This has changed a little. You may want to have a look at the
updated yet unfinished version of that ancient document:
ftp://icaftp.epfl.ch/pub/people/almesber/junk/tc-04FEB2001-0.tar.gz
(file tc/tc.ps)
Be warned that this "updated version" is for 2.4.0, so it's not
all that up to date anymore. But then, the traffic control code
hasn't changed very much in 2.4.
> 1. buffering at driver level: large buffering at driver level may
> negate the effect of the scheduler by delaying higher priority
> packets. ALTQ uses a token bucket regulator after the scheduler to
> counter this problem. however i've been unable to find something
> similar or any comment on this issue with regards to linux.
You could use something acting as a shaper (i.e. CBQ or HTB)
as the root qdisc, then cram all the other queuing inside it.

_ _ _ _ _

> _WRITTEN TASK A_:
In the traffic control post, rewrite the passage between "This has changed" and "(file tc/tc.ps)", inclusive, replacing "ancient document" with "old paper".
> _WRITTEN TASK B_:
Answer these questions from the traffic control post:
(i) Which version is the updated document written for?
(ii) What does ALTQ place after the scheduler to counter large buffering at driver level?
(iii) Which two qdiscs are given as examples of something acting as a shaper?

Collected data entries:
_ _ _ _ _

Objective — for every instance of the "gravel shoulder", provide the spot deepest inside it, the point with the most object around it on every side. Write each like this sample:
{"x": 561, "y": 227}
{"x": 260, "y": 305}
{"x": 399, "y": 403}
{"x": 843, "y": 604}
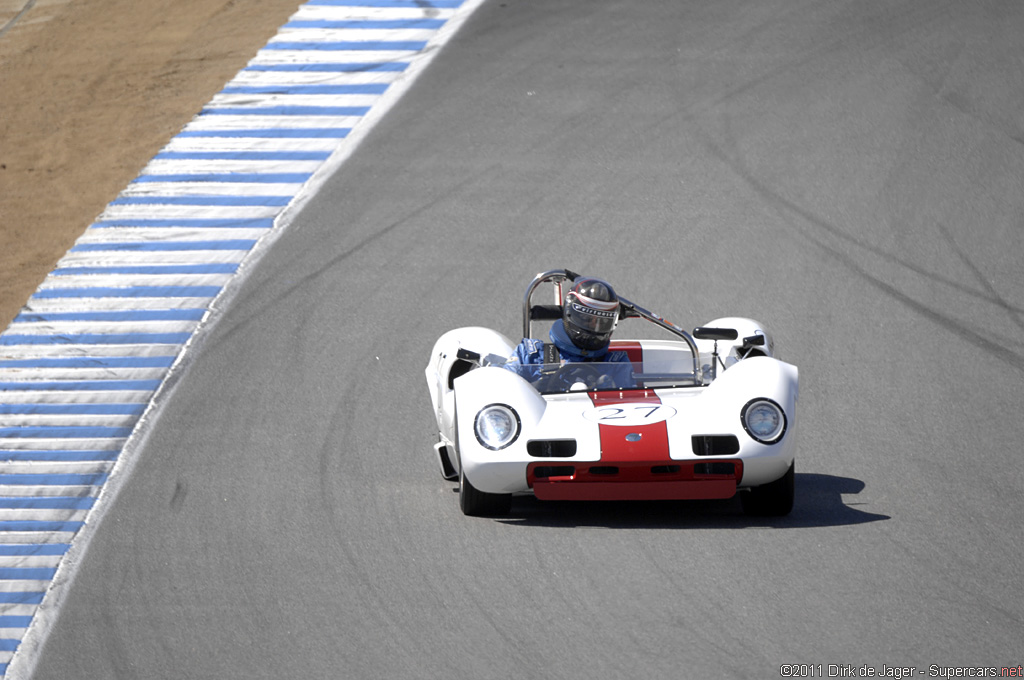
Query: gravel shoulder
{"x": 89, "y": 92}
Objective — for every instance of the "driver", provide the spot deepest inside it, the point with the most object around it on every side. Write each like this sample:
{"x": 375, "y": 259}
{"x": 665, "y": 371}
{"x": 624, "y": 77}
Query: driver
{"x": 590, "y": 313}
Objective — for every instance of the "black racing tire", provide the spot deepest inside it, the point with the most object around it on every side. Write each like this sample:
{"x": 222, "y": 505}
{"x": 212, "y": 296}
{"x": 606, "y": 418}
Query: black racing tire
{"x": 475, "y": 503}
{"x": 773, "y": 499}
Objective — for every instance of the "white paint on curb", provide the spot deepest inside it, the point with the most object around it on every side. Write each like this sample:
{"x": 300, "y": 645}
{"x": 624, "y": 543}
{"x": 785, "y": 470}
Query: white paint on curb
{"x": 88, "y": 363}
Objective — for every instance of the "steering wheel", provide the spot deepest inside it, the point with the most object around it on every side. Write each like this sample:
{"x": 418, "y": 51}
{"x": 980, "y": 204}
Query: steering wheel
{"x": 590, "y": 375}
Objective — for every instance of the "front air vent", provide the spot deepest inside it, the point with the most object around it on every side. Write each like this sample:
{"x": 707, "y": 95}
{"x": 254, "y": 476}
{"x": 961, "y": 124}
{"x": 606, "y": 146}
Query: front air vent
{"x": 714, "y": 468}
{"x": 551, "y": 448}
{"x": 715, "y": 444}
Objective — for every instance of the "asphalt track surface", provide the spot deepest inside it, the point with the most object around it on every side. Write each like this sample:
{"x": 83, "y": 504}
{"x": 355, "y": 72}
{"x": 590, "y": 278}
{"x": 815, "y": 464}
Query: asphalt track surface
{"x": 848, "y": 173}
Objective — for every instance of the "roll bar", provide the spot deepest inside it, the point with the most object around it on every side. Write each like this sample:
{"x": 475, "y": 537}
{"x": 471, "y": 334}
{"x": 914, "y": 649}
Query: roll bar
{"x": 532, "y": 311}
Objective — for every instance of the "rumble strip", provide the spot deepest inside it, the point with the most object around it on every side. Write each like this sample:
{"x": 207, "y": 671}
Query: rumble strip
{"x": 84, "y": 362}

_ _ _ _ _

> _EXPECTED ANSWER A_:
This has changed a little. You may want to have a look at the
updated yet unfinished version of that old paper:
ftp://icaftp.epfl.ch/pub/people/almesber/junk/tc-04FEB2001-0.tar.gz
(file tc/tc.ps)

> _EXPECTED ANSWER B_:
(i) 2.4.0
(ii) A token bucket regulator
(iii) CBQ and HTB